- Erklärtes Ziel 1:
Was steht im Tagebuchauszug unten zu diesen Fragen?
(a) An welchem Datum erschien der Artikel?
(b) Welche Überschrift steht direkt vor dem Erzähltext?
(c) Was wollte die erzählende Person im Schwimmbad mit Texten für ihre Magisterarbeit tun?

Tagebuch eines Magisterkandidaten - Folge 3

Autor :  Redaktion e-politik.de
E-mail: redaktion@e-politik.de
Artikel vom: 01.08.2002

Joyce Mariel erzählt in einer weiteren Episode welchen Tücken sie als Magisterarbeit-Schreibende begegnet - auch im Schwimmbad


Kühles Nass und heiße Flirts

Neulich unter der Dusche habe ich einen Blick auf meinen Bauch gewagt und wurde schneeblind. Zurück aus der Augenklinik beschloss ich, etwas für meine gesunde Hautfarbe zu tun. Das Wetter war traumhaft und so machte ich mich auf ins nächste Schwimmbad, um dort Texte für meine Magisterarbeit zu exzerpieren. "Irgendwo werde ich schon ein ruhiges Plätzchen finden", dachte ich mir - naiv wie ich war. Denn was jetzt begann, war eine Reise nach Jerusalem mit meinem Badehandtuch.

(Datensätze mit markierten Punkten)
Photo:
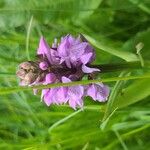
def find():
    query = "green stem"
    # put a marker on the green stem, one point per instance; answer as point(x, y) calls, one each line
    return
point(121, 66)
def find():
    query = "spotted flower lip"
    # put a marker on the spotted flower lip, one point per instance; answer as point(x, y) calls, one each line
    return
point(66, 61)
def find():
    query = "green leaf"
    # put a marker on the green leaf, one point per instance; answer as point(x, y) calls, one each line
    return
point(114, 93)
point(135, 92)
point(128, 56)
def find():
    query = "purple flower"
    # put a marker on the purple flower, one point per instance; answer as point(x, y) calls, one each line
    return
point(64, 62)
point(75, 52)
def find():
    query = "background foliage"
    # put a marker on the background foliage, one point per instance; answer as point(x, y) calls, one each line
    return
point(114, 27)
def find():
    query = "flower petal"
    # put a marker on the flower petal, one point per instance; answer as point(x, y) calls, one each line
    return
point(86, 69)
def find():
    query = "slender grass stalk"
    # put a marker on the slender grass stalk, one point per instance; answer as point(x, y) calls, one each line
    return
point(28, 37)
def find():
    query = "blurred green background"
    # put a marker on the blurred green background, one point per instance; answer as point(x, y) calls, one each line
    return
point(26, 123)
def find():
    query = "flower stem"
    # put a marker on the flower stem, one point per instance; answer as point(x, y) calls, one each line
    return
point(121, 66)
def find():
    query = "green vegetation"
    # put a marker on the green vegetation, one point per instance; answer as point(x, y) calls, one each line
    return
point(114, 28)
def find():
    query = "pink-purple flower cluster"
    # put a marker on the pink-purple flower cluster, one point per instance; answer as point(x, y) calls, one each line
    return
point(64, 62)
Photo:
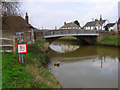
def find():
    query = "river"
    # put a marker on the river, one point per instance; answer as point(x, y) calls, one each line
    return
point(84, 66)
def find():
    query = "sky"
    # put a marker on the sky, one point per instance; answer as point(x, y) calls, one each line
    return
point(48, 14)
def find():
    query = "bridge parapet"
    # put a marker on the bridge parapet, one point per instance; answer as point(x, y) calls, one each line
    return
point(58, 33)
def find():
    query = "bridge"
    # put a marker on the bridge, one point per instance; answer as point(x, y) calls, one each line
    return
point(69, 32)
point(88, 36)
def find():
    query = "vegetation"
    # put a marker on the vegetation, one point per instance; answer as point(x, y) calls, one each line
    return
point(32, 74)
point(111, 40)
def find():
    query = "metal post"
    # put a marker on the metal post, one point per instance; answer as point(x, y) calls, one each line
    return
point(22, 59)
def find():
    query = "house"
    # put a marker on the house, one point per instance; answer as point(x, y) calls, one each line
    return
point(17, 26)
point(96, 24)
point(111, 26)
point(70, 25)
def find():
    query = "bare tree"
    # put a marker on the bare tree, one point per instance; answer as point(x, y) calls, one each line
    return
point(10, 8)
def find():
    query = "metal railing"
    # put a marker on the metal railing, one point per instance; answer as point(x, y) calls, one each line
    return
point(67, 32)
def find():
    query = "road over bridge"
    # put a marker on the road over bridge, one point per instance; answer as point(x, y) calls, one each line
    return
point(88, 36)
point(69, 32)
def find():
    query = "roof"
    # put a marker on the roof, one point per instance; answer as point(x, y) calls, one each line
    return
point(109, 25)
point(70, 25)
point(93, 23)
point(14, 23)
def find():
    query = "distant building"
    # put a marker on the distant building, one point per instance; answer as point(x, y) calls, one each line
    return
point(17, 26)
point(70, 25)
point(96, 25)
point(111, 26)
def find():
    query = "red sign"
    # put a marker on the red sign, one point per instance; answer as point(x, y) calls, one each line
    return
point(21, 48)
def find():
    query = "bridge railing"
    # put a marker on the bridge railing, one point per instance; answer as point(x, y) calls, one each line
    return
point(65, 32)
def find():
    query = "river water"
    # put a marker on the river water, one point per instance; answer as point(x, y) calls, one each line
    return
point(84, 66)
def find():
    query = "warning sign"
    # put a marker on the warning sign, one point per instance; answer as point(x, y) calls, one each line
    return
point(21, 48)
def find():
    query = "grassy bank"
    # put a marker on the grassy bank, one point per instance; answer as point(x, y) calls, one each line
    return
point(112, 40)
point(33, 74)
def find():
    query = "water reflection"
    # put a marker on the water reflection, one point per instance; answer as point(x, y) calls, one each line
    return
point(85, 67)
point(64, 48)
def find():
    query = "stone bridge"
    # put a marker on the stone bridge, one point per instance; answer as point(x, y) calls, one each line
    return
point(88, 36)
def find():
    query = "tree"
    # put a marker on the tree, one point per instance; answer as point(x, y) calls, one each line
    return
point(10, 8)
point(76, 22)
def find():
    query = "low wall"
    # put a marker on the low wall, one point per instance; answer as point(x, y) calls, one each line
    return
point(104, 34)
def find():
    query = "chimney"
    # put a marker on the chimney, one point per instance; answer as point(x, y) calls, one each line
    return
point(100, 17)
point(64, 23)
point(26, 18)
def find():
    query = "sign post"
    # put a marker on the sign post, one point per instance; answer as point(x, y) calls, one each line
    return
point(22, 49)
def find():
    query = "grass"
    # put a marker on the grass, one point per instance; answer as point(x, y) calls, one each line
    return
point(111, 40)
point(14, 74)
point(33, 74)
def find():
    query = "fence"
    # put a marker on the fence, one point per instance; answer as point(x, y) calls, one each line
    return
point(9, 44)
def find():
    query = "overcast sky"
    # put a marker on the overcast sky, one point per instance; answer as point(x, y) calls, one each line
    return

- Erklärtes Ziel 2: Wie lassen sich die Zeilen der Datensätze als JSON-Liste von Zeichenketten ausdrücken, beginnend mit der ersten Zeile der Datensätze und fortlaufend bis einschließlich der Zeile mit „point(26, 123)“? Jede Zeile soll ein eigener Eintrag sein, Leerzeilen und die Bilder bleiben weg.

- Lösung der Aufgabe 1:
(a) Am 01.08.2002.
(b) „Kühles Nass und heiße Flirts“.
(c) Sie wollte sie exzerpieren.

- Lösung der Aufgabe 2:
[
  "Photo:",
  "def find():",
  "    query = \"green stem\"",
  "    # put a marker on the green stem, one point per instance; answer as point(x, y) calls, one each line",
  "    return",
  "point(121, 66)",
  "def find():",
  "    query = \"spotted flower lip\"",
  "    # put a marker on the spotted flower lip, one point per instance; answer as point(x, y) calls, one each line",
  "    return",
  "point(66, 61)",
  "def find():",
  "    query = \"green leaf\"",
  "    # put a marker on the green leaf, one point per instance; answer as point(x, y) calls, one each line",
  "    return",
  "point(114, 93)",
  "point(135, 92)",
  "point(128, 56)",
  "def find():",
  "    query = \"purple flower\"",
  "    # put a marker on the purple flower, one point per instance; answer as point(x, y) calls, one each line",
  "    return",
  "point(64, 62)",
  "point(75, 52)",
  "def find():",
  "    query = \"background foliage\"",
  "    # put a marker on the background foliage, one point per instance; answer as point(x, y) calls, one each line",
  "    return",
  "point(114, 27)",
  "def find():",
  "    query = \"flower petal\"",
  "    # put a marker on the flower petal, one point per instance; answer as point(x, y) calls, one each line",
  "    return",
  "point(86, 69)",
  "def find():",
  "    query = \"slender grass stalk\"",
  "    # put a marker on the slender grass stalk, one point per instance; answer as point(x, y) calls, one each line",
  "    return",
  "point(28, 37)",
  "def find():",
  "    query = \"blurred green background\"",
  "    # put a marker on the blurred green background, one point per instance; answer as point(x, y) calls, one each line",
  "    return",
  "point(26, 123)"
]